■ Saved entries
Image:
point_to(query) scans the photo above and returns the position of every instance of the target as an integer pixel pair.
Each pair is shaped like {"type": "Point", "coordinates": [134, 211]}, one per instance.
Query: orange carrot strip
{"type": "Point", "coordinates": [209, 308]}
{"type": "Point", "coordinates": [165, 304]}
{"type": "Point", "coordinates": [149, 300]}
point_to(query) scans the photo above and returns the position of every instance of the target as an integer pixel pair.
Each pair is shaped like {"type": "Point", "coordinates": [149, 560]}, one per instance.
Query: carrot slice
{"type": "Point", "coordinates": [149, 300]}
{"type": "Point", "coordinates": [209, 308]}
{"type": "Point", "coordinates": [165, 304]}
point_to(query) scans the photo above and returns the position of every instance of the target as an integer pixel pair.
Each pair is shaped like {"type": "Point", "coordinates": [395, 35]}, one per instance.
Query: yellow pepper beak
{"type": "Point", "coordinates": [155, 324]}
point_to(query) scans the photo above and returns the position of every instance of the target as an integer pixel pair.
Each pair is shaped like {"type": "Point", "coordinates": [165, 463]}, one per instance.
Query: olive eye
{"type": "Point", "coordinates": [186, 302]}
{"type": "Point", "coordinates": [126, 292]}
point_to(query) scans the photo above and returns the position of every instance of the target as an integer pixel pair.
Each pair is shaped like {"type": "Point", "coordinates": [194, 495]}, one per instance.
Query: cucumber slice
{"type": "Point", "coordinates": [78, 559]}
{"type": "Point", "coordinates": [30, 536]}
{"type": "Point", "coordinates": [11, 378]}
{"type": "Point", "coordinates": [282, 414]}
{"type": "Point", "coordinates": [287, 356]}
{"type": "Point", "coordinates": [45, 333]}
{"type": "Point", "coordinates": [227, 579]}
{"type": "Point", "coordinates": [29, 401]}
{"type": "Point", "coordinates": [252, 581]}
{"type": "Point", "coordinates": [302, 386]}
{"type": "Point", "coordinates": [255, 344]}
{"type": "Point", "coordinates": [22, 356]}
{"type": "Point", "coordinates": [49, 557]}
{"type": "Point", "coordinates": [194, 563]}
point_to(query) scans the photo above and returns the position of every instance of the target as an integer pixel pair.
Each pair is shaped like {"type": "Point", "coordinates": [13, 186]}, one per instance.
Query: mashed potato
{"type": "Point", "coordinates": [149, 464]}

■ What this task involves
Set down the lines above exactly as written. Begin at the line containing "Query: olive eye" and stop after the last line.

■ Worked solution
Query: olive eye
{"type": "Point", "coordinates": [186, 302]}
{"type": "Point", "coordinates": [126, 292]}
point_to(query) scans the photo above and returns the position of every instance of the target as an integer pixel pair.
Each pair is shaped like {"type": "Point", "coordinates": [194, 495]}, one per instance.
Query: cucumber slice
{"type": "Point", "coordinates": [78, 559]}
{"type": "Point", "coordinates": [30, 536]}
{"type": "Point", "coordinates": [11, 378]}
{"type": "Point", "coordinates": [282, 414]}
{"type": "Point", "coordinates": [287, 356]}
{"type": "Point", "coordinates": [45, 333]}
{"type": "Point", "coordinates": [227, 579]}
{"type": "Point", "coordinates": [29, 401]}
{"type": "Point", "coordinates": [252, 581]}
{"type": "Point", "coordinates": [302, 386]}
{"type": "Point", "coordinates": [255, 344]}
{"type": "Point", "coordinates": [22, 356]}
{"type": "Point", "coordinates": [49, 557]}
{"type": "Point", "coordinates": [194, 563]}
point_to(query) scans the photo above and returns the position of every instance of the target as an integer pixel pair.
Each pair is shaped like {"type": "Point", "coordinates": [13, 186]}, one per instance.
Query: mashed potato
{"type": "Point", "coordinates": [149, 464]}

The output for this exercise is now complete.